Por favor, copia literalmente del fragmento citado el tramo que va desde "Debe surgir y" hasta "para seguir gozoso.".

Fragmento citado -
★ ★ ★

Debe surgir y resurgir la Iglesia popular, la iglesia de las grandes causas, la iglesia que se acerca peligrosamente a todas las viejas Jerusalenes que matan a los profetas y asesinan a los enviados de Dios. Seguir a Jesús no es turismo religioso, sino compromiso mesiánico con sus grandes causas.
¡Qué lamentable sería que, quienes intentamos seguir a Jesús, nos hubiéramos equivocado de marcha y estuviéramos siguiendo a otras pancartas y a otros líderes y estuviéramos defendiendo otras causas!
Plegaria
Jesús, ¡hijo de David!
¡ten compasión de mí!
Y cuando me veas ciego, sentado junto al camino,
descomprometido con tu causa,
temeroso y sometido a los poderes
de la vieja Jerusalén,
llámame y dame la fuerza para saltar,
para desprenderme de mis prejuicios,
y para seguir gozoso.
Quiero integrarme en la marcha de los redimidos
y perder el miedo que me paraliza.
Jesús, ¡hijo de David!
ten compasión de tu Iglesia,
al comienzo de este nuevo milenio.
Llámala, sedúcela, haz que vea.
Ponla en marcha
y que encabece, junto a Ti,
la gran Manifestación
de tu Reino que llega y todo lo transfigura.

★ ★ ★

Datos extraídos -
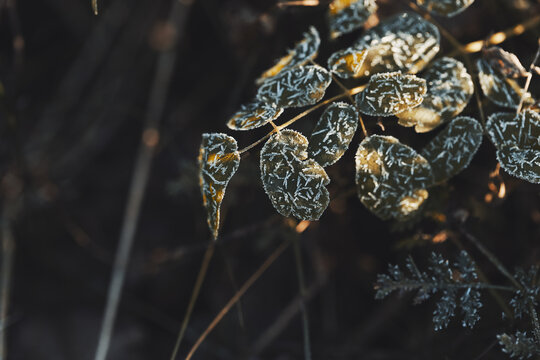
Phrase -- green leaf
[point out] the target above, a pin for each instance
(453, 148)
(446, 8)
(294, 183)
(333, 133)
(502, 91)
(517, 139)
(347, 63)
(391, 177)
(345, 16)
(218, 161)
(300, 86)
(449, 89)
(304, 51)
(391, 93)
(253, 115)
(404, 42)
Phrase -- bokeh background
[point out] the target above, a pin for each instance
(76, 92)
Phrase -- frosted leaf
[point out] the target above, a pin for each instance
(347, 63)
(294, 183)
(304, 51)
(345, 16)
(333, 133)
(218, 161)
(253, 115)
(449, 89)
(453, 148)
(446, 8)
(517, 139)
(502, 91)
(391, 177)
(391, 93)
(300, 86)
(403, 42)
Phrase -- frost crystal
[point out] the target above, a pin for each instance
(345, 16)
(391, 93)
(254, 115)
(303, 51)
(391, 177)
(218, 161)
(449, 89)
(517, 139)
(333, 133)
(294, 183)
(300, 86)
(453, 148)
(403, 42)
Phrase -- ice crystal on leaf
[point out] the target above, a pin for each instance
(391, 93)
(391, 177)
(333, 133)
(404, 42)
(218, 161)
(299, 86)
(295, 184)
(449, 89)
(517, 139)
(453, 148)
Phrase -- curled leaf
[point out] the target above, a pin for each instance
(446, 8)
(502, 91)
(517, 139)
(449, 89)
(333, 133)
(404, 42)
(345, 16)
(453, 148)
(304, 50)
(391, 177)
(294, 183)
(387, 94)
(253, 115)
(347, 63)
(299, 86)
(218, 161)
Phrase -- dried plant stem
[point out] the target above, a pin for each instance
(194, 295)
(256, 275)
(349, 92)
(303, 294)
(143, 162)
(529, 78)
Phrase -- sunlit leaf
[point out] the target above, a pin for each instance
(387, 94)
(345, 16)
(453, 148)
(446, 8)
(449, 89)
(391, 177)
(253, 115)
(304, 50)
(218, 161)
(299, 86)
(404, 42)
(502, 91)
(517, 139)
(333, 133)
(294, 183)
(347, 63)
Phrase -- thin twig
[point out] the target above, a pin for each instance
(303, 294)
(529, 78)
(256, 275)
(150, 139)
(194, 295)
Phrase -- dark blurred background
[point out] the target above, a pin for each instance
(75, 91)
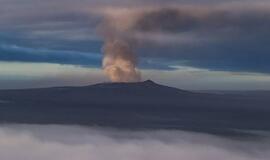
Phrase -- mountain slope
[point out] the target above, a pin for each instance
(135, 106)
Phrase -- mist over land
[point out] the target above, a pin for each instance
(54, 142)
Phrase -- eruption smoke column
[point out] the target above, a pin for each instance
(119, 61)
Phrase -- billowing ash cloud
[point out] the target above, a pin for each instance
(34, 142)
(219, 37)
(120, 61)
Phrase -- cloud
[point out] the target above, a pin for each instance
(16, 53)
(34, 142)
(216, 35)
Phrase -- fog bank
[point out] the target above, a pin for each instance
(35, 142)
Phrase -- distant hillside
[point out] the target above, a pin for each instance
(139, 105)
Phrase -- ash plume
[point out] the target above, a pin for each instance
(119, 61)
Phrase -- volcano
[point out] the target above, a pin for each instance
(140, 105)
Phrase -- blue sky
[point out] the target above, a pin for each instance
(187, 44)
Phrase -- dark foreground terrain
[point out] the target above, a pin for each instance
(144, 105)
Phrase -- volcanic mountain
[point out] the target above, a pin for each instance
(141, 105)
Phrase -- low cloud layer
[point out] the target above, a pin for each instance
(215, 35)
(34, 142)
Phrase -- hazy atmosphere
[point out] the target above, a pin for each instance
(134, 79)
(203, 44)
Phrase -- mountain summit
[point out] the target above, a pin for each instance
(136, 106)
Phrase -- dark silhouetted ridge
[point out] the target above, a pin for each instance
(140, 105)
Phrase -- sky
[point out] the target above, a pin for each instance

★ ★ ★

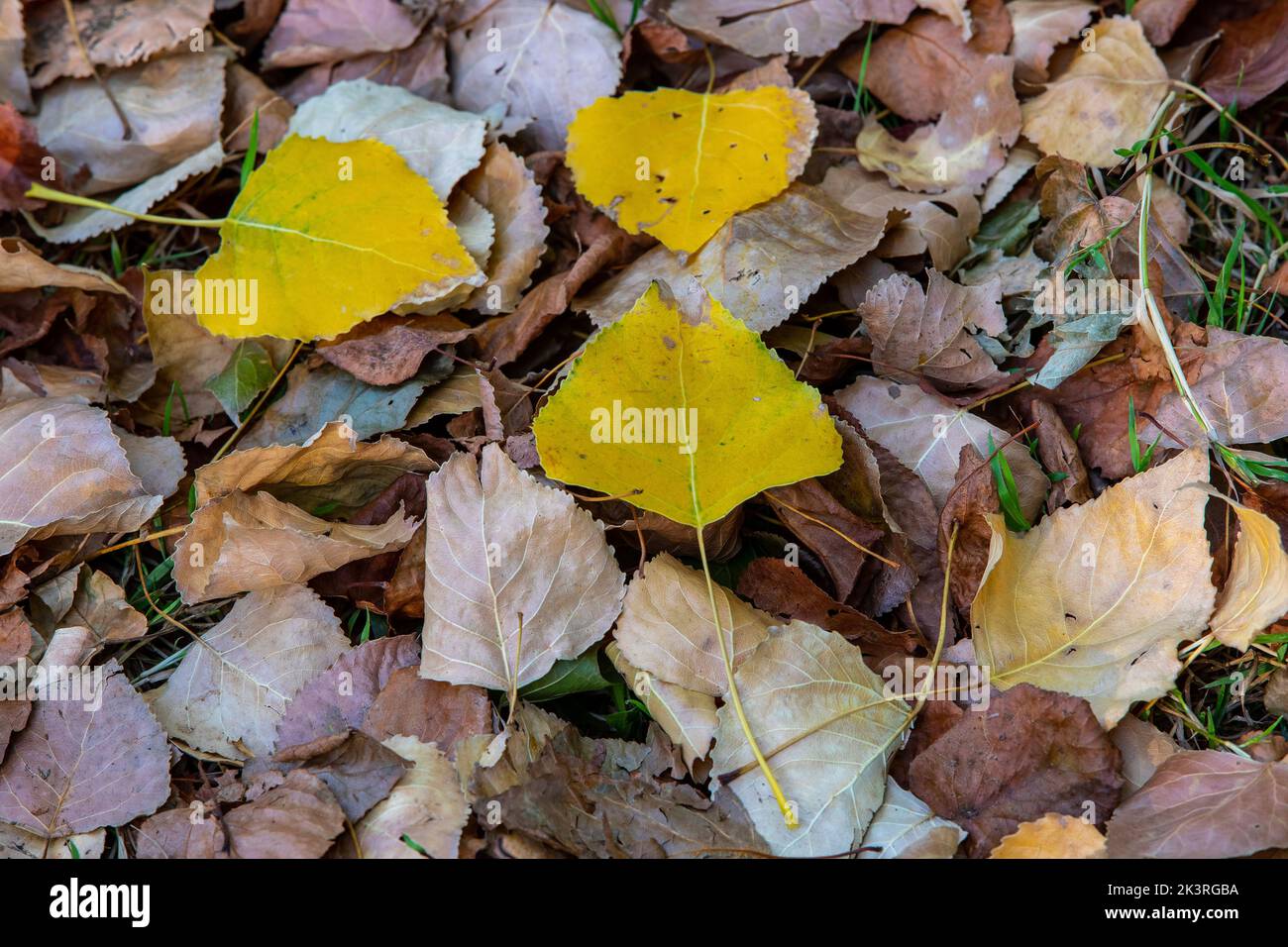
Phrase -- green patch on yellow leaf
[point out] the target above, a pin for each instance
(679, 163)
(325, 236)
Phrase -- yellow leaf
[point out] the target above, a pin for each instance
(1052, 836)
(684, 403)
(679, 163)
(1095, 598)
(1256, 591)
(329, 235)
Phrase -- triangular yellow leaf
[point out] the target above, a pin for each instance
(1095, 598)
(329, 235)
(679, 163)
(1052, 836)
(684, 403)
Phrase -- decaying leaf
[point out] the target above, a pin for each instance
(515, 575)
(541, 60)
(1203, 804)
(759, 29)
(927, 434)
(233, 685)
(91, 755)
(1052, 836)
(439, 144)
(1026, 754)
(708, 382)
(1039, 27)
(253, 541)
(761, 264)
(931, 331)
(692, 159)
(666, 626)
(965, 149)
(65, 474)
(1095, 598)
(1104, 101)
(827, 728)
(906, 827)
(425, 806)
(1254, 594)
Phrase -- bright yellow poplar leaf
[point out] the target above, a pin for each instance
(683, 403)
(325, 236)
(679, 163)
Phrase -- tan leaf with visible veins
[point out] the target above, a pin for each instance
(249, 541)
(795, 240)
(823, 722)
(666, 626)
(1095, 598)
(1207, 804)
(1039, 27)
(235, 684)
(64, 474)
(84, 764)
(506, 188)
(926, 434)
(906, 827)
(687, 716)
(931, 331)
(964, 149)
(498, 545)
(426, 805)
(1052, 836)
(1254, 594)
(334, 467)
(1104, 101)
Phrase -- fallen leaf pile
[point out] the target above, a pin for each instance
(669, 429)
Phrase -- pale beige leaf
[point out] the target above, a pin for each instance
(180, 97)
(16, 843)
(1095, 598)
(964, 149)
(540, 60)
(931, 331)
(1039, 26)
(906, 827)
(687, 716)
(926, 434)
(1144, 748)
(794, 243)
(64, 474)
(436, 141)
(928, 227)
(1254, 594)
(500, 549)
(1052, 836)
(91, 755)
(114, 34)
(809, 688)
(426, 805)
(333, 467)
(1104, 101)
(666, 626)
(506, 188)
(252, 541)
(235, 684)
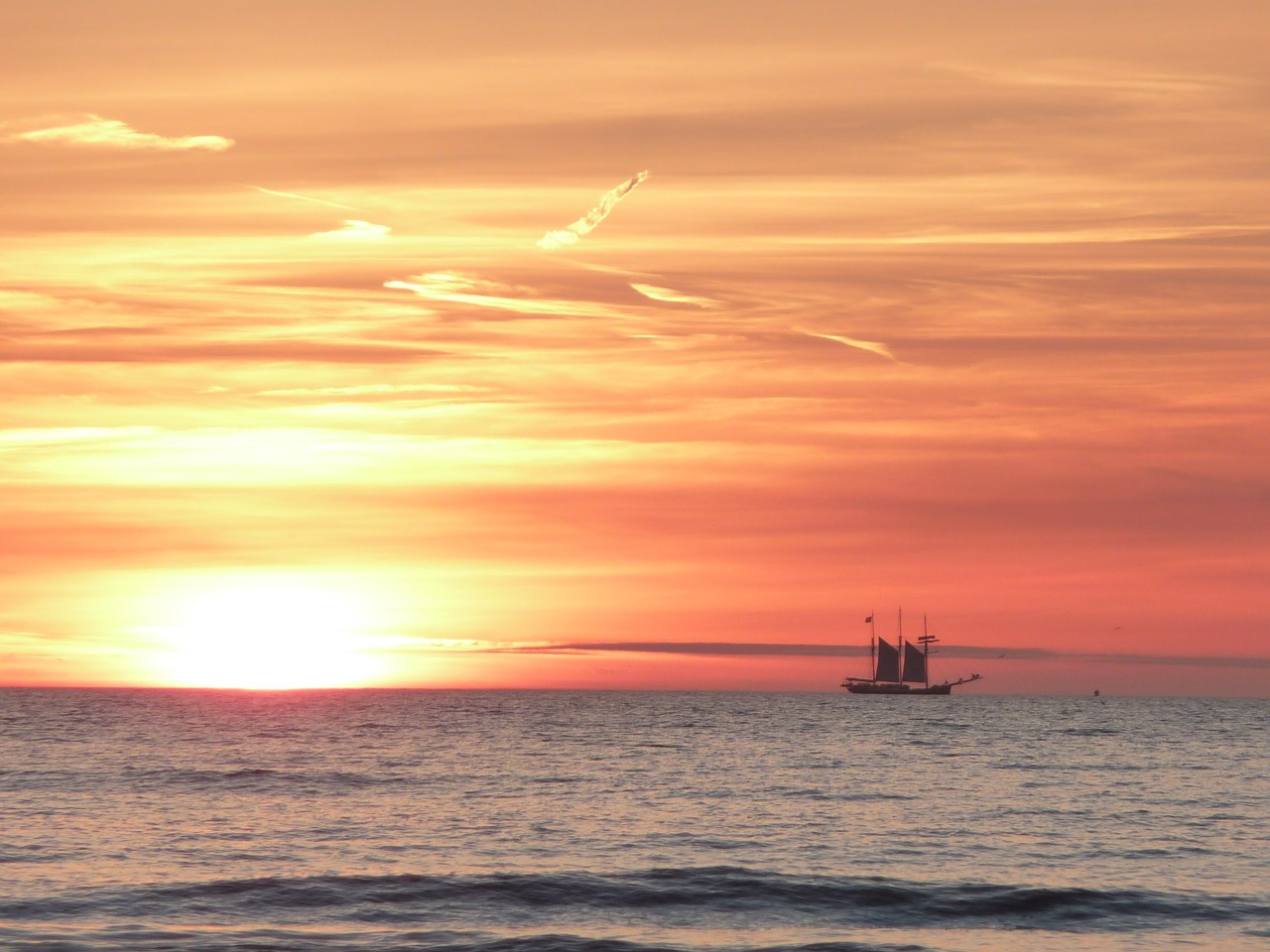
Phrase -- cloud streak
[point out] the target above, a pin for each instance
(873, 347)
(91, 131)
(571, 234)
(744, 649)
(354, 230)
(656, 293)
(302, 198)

★ ★ ★

Respuesta a la tarea -
Debe surgir y resurgir la Iglesia popular, la iglesia de las grandes causas, la iglesia que se acerca peligrosamente a todas las viejas Jerusalenes que matan a los profetas y asesinan a los enviados de Dios. Seguir a Jesús no es turismo religioso, sino compromiso mesiánico con sus grandes causas.
¡Qué lamentable sería que, quienes intentamos seguir a Jesús, nos hubiéramos equivocado de marcha y estuviéramos siguiendo a otras pancartas y a otros líderes y estuviéramos defendiendo otras causas!
Plegaria
Jesús, ¡hijo de David!
¡ten compasión de mí!
Y cuando me veas ciego, sentado junto al camino,
descomprometido con tu causa,
temeroso y sometido a los poderes
de la vieja Jerusalén,
llámame y dame la fuerza para saltar,
para desprenderme de mis prejuicios,
y para seguir gozoso.